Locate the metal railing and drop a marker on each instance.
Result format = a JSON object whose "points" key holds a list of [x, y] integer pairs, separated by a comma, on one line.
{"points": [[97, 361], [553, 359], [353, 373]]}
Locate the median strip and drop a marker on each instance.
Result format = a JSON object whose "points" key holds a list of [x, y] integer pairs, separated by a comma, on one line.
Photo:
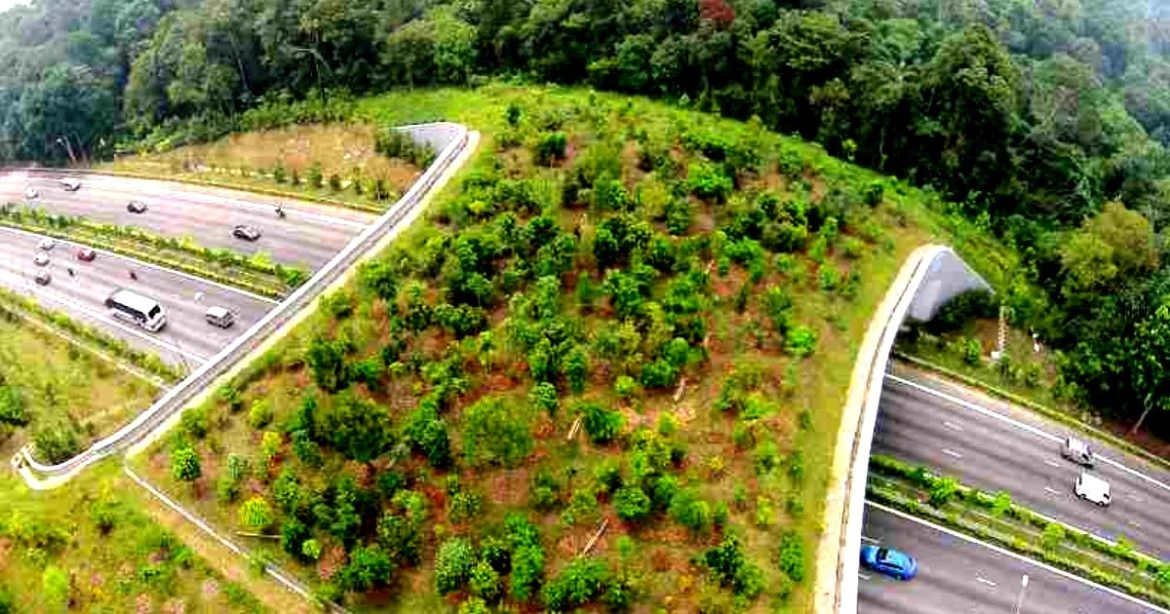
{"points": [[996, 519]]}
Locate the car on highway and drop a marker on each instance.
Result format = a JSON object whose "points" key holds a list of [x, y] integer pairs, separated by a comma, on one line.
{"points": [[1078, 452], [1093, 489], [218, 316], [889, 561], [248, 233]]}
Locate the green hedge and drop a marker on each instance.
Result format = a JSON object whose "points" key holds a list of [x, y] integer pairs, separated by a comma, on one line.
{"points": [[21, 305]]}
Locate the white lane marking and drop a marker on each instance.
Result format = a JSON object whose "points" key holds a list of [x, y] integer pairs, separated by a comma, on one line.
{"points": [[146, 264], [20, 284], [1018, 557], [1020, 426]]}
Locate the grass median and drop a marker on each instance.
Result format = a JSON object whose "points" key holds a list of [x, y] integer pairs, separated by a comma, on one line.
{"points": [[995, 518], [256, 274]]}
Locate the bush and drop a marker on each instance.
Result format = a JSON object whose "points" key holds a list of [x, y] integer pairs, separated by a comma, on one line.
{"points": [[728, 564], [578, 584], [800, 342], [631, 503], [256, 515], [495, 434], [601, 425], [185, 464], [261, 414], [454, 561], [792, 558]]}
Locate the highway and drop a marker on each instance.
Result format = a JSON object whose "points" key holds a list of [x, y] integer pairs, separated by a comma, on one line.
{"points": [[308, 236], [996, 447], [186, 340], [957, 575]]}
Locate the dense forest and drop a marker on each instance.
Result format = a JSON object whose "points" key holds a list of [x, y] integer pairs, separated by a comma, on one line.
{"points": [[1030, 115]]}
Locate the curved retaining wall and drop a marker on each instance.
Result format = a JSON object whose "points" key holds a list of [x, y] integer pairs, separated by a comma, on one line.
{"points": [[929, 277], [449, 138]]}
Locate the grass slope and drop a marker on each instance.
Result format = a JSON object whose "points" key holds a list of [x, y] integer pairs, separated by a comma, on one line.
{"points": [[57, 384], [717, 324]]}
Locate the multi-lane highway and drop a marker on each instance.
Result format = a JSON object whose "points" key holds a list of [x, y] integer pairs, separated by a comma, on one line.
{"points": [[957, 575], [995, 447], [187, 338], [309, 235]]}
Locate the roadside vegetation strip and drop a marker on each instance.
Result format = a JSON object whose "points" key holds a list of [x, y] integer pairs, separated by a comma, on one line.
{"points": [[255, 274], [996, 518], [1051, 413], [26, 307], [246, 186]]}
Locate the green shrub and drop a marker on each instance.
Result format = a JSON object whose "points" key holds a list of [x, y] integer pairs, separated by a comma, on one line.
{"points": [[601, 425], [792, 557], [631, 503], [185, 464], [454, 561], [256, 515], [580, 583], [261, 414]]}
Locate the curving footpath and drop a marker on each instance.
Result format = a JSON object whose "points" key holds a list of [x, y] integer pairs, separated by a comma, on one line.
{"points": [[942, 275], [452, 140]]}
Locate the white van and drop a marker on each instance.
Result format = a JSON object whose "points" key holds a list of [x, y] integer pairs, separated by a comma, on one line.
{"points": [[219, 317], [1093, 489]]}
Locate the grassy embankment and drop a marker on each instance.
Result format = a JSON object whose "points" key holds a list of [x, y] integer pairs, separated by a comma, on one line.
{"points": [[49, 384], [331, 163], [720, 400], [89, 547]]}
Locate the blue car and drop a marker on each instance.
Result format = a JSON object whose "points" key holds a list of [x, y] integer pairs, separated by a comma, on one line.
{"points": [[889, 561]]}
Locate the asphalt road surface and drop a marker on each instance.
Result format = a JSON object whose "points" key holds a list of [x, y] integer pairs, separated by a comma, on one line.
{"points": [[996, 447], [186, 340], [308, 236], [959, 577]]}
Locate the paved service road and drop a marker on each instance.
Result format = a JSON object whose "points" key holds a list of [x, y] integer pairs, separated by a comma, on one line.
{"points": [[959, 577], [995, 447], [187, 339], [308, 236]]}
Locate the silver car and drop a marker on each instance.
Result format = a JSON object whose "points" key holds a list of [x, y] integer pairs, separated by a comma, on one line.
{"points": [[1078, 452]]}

:: REQUIRED WORK ::
Transcribe the material exactly, and leave out whatever pictures it holds.

:: COMPLETE ANSWER ::
Locate the metal railing and drop a marker on each instance.
Result format = a JSON object whose "points" key holds a list of [x, y] integer pairs, separated by a comma, on one line.
{"points": [[97, 361], [553, 359], [353, 373]]}
Locate the median strip and drop a marker on each instance.
Result format = a JSON object whose "points" key holds a list of [x, y] integer pairs, separated by a comma, on one line.
Photo:
{"points": [[996, 519]]}
Locate the car on highway and drop a marker on each instance.
Result format = a JSON object whose "points" key holds a list of [x, y] integer pairs, separated by a comma, on one line.
{"points": [[1078, 452], [1093, 489], [218, 316], [889, 561], [248, 233]]}
Locate the green hedge and drop a marker on each instance.
Result format = a JSON object whose "points" key holds a list of [x, y] integer pairs, separated by a comma, on one line.
{"points": [[21, 305]]}
Locate the white lane marking and drop a marker on each instance.
Result format = a JSON object whose "points" key holds a list of [x, y] integer pairs, separated by a comma, on one line.
{"points": [[146, 264], [20, 284], [1018, 557], [1020, 426]]}
Locate the grass median and drop a marker on each instance.
Result format = a JSON object whose "points" key holds a list of [x, y] integer pairs, separated by a comma, on one line.
{"points": [[995, 518], [256, 274]]}
Locate the bush and drop a marker on each instance.
Result format = a JSON object whose "points" key holds a list of [x, y] integer pairs, separated by a comma, on one line.
{"points": [[728, 564], [578, 584], [800, 342], [631, 503], [256, 515], [495, 434], [601, 425], [185, 464], [261, 414], [454, 561], [792, 558]]}
Locate the highway and drop a marker on each instance.
Result format = a JSON object whose "points" key holds a list of [x, y] integer pairs, separated by a comma, on one line.
{"points": [[308, 236], [996, 447], [186, 340], [957, 575]]}
Locate the dense forest and drop a marker on each instance.
Result format = a JSON object whose "points" key holds a list of [x, y] integer pairs, separated by a comma, on one line.
{"points": [[1030, 115]]}
Locate the curved retaining wall and drop a marker on each instance.
Result format = a JSON object whose "points" key holds a list of [x, y] integer pairs, separated by a comma, on one line.
{"points": [[929, 277], [449, 138]]}
Locate the grass slope and drop a marker on each instance.
Result format = a JSON object whose "points" key holds a list of [x, y] integer pairs, separated by a comma, on one line.
{"points": [[57, 384], [717, 324]]}
Locate the multi-lane highway and drop a marker on each instance.
Result format = a JSON object whose "points" key holds a list of [x, y] integer pairs, separated by a comma, on one line.
{"points": [[957, 575], [995, 447], [187, 338], [309, 235]]}
Locate the roadside vegetation strip and drop a marker on each instance.
Result format = a JSON object whose "points" key holds a list of [x, y] integer pairs, separated by a comma, on one line.
{"points": [[255, 274], [996, 518], [1051, 413], [26, 307], [246, 186]]}
Locate the green shrub and drop a marker on each instance.
Result format = a JSON object whose "points" key holds a list of [x, y] integer pairs, separated by a comma, on one line.
{"points": [[601, 425], [792, 557], [631, 503], [185, 464], [454, 561], [256, 515], [580, 583], [261, 414]]}
Locate the curving footpath and drop a marker on each instance.
Result format = a JSON object whose "points" key holds a list of [x, y] integer pairs, separated by a comma, on one line.
{"points": [[942, 275], [452, 140]]}
Locate the white van and drop a marker on each instance.
Result format = a JSON object whose "points" key holds a list of [x, y] integer pairs, separated by a comma, on one line.
{"points": [[219, 317], [1093, 489]]}
Locate the grassy embankment and drop a marker on each instance.
Result format = a JSON object whose "points" key holds a list of [x, y] integer pairs, separated by a comma, on one line.
{"points": [[49, 384], [331, 163], [720, 400], [89, 547]]}
Locate the blue car and drop a marker on each instance.
Result format = a JSON object whose "points" key holds a list of [x, y] integer pairs, separated by a comma, on one line.
{"points": [[889, 561]]}
Locate the asphalt road surface and drop a marker on each instance.
Result format = a JSON object whose "points" key holds a list of [x, y] integer pairs, separated by a comma, on one line.
{"points": [[996, 447], [186, 340], [308, 236], [959, 577]]}
Locate the paved service road and drop a marker on each instance.
Result format = a JSON object whose "points" key holds a list of [x, y] integer pairs, separated by a comma, on one line.
{"points": [[959, 577], [995, 447], [187, 339], [308, 236]]}
Locate the silver car and drop a marker on each instance.
Result format = a JSON object whose "points" key holds a list of [x, y] integer pairs, separated by a comma, on one line.
{"points": [[1078, 452]]}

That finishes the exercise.